# THE RECORDS:
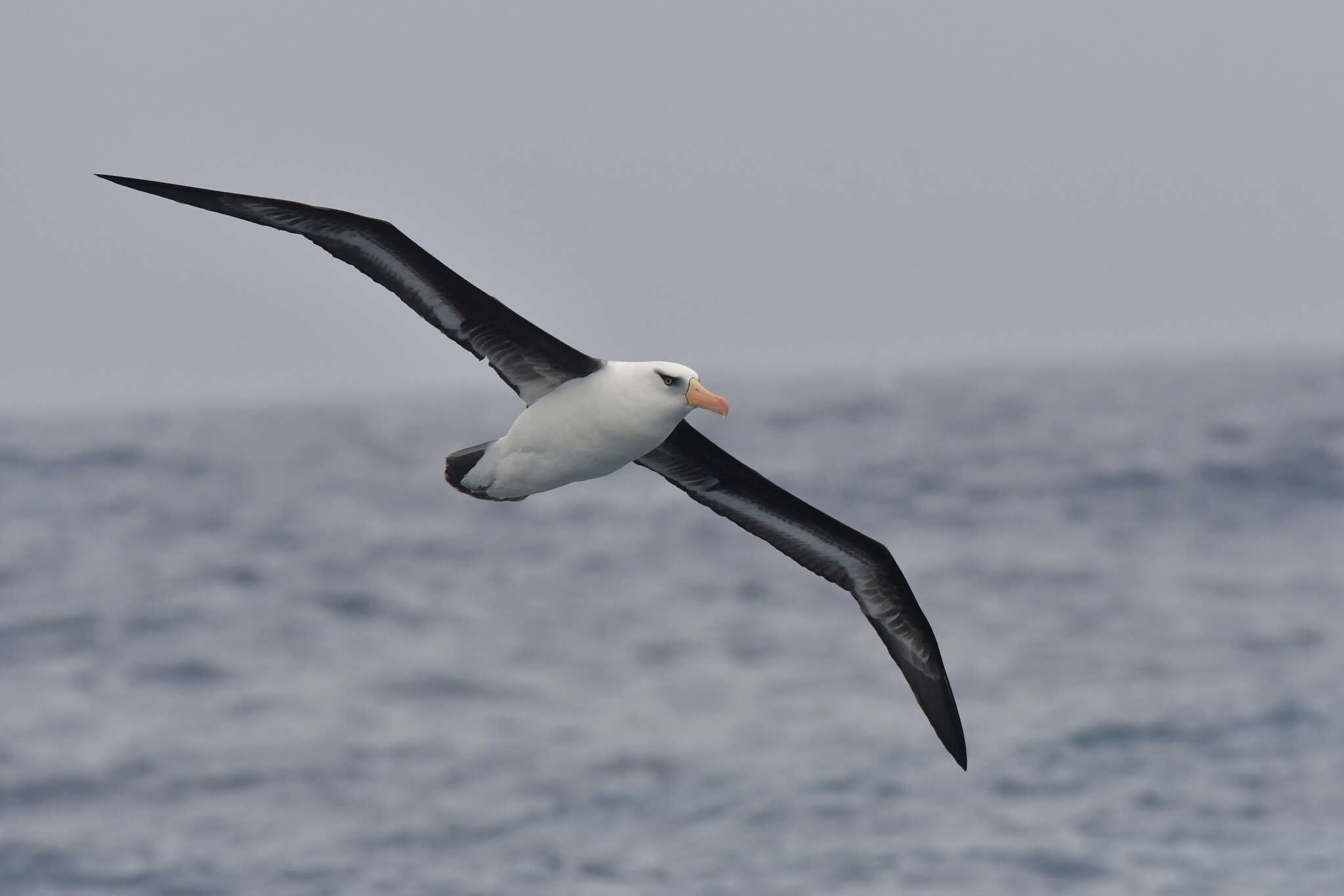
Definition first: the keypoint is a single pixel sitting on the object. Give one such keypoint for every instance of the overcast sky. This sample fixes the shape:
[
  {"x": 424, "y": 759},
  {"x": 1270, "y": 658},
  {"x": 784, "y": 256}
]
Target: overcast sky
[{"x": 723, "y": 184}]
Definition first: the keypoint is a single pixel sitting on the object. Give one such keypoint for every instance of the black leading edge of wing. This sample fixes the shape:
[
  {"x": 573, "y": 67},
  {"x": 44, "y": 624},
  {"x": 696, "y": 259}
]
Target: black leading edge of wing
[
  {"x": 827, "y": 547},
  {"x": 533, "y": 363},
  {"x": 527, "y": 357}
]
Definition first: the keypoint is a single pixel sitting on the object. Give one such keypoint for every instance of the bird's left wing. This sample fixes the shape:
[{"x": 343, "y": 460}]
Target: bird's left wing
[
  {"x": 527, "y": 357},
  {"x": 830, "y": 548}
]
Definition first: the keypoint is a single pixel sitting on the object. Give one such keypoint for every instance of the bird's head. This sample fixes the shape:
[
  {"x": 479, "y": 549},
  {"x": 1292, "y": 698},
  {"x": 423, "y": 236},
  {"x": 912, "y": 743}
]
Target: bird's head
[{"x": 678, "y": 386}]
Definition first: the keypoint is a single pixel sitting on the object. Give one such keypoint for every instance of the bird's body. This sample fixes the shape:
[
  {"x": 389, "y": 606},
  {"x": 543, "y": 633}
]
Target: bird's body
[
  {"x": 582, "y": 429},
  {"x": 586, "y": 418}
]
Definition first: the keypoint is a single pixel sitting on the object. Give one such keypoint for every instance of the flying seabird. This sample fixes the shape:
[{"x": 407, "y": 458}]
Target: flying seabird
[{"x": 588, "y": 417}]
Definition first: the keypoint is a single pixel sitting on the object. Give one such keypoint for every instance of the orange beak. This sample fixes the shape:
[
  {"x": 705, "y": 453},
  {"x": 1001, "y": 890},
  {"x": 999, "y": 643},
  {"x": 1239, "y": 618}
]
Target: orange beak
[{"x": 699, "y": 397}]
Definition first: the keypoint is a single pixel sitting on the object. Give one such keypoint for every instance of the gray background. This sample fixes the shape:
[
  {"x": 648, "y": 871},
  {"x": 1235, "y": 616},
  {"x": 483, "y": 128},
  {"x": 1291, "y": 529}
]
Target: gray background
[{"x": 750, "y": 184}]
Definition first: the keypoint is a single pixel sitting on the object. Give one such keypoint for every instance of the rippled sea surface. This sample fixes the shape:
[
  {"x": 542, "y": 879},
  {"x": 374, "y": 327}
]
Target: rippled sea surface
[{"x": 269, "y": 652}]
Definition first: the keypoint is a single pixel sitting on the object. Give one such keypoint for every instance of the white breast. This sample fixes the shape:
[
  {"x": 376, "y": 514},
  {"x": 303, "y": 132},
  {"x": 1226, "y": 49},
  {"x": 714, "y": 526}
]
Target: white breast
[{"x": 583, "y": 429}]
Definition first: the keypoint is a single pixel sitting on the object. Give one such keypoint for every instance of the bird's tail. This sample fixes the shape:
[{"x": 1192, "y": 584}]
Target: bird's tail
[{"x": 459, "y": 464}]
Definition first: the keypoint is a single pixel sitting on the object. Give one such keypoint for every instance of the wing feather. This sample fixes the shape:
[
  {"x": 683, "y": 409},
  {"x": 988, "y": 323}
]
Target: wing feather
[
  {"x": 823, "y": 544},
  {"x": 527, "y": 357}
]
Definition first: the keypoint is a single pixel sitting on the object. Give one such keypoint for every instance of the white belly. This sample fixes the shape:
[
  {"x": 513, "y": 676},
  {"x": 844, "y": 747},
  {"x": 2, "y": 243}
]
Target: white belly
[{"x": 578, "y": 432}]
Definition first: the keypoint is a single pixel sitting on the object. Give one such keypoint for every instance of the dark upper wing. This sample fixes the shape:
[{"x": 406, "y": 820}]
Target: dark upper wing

# WORK INSTRUCTION:
No pictures belong in the answer; copy all other parts of the listing exactly.

# SOLUTION FOR THIS EXERCISE:
Definition first: the keypoint is a single pixel sitting on the object. Give one such keypoint for every instance of the overcast sky. This sample fixes the shape:
[
  {"x": 424, "y": 759},
  {"x": 1270, "y": 658},
  {"x": 784, "y": 256}
]
Target: overcast sky
[{"x": 723, "y": 184}]
Definition first: the keypoint is a single pixel sitting on the object. Give one such keypoint for every instance of the black leading edge of wing. This sample fixes the shape:
[
  {"x": 573, "y": 67},
  {"x": 44, "y": 624},
  {"x": 696, "y": 259}
]
Target: black leading edge of wing
[
  {"x": 827, "y": 547},
  {"x": 533, "y": 363},
  {"x": 527, "y": 357}
]
Definition first: the keypoint is a single pixel sitting on the object. Give one such keypoint for every instance of the bird's left wing. This sample fixes the shape:
[{"x": 343, "y": 460}]
Target: bird's left wing
[
  {"x": 527, "y": 357},
  {"x": 830, "y": 548}
]
Definition first: the keypoint is a single pixel sitting on the object. Give one such keypoint for every instance of the bird's head. This sample fixes the shape:
[
  {"x": 479, "y": 549},
  {"x": 1292, "y": 698},
  {"x": 423, "y": 236},
  {"x": 912, "y": 743}
]
Target: bird's head
[{"x": 678, "y": 386}]
Definition first: the keypoint is a single pixel sitting on the object. Give one such keypoint for every instance of the bird's body. This sample fixes the shape:
[
  {"x": 389, "y": 606},
  {"x": 543, "y": 633}
]
Target: bird's body
[
  {"x": 582, "y": 429},
  {"x": 586, "y": 418}
]
Definition first: the keypoint is a single pixel sitting on the object. Give one such keypoint for every instance of the flying seabird. This sample fixes the shape:
[{"x": 407, "y": 458}]
Target: flying seabird
[{"x": 588, "y": 417}]
Definition first: the keypoint is a single pixel sitting on the object. Give one such keypoint for every instance of the orange beak. This sample fixes the shape:
[
  {"x": 705, "y": 453},
  {"x": 1001, "y": 890},
  {"x": 999, "y": 643},
  {"x": 1239, "y": 618}
]
Target: orange beak
[{"x": 699, "y": 397}]
Definition first: the keypoint is a single pixel sitting on the object. Give one such keypoint for every instance of the gray background. This sample fixes the shape:
[
  {"x": 648, "y": 871},
  {"x": 1235, "y": 616},
  {"x": 483, "y": 128},
  {"x": 1291, "y": 529}
]
Target: gray background
[{"x": 750, "y": 184}]
Definition first: the keypoint is a single pixel sitting on the object. Give one such keypoint for every instance of the rippled sea surface. This sample fixes the shape:
[
  {"x": 542, "y": 879},
  {"x": 374, "y": 327}
]
Target: rippled sea surface
[{"x": 269, "y": 652}]
Definition first: the keypoint is a single pixel sitting on the object. Give one such keypoint for every instance of the white breast. This sample fixes the shape:
[
  {"x": 376, "y": 514},
  {"x": 303, "y": 132},
  {"x": 1226, "y": 49},
  {"x": 714, "y": 526}
]
Target: white breast
[{"x": 583, "y": 429}]
Definition first: the keypoint is a single pixel sitting on the object. Give one such keypoint for every instance of the bird's tail. This sample fixes the shape:
[{"x": 1192, "y": 584}]
Target: bird's tail
[{"x": 459, "y": 464}]
Definition first: the keypoint is a single pixel sitting on the object. Give one such keypoint for every instance of the wing feather. This sample fixes the shape:
[
  {"x": 683, "y": 409},
  {"x": 988, "y": 323}
]
Target: wing feather
[
  {"x": 823, "y": 544},
  {"x": 527, "y": 357}
]
Definition first: the keypoint is a single pixel sitting on the object. Give one such keypoint for every instance of the white belly. This sample fixes the shape:
[
  {"x": 513, "y": 676},
  {"x": 844, "y": 747},
  {"x": 2, "y": 243}
]
Target: white belly
[{"x": 578, "y": 432}]
Definition first: the keypoint is a single pixel sitting on the object. Give one such keypoint for every instance of the dark upper wing. This sample fixes the shape:
[{"x": 406, "y": 820}]
Target: dark upper wing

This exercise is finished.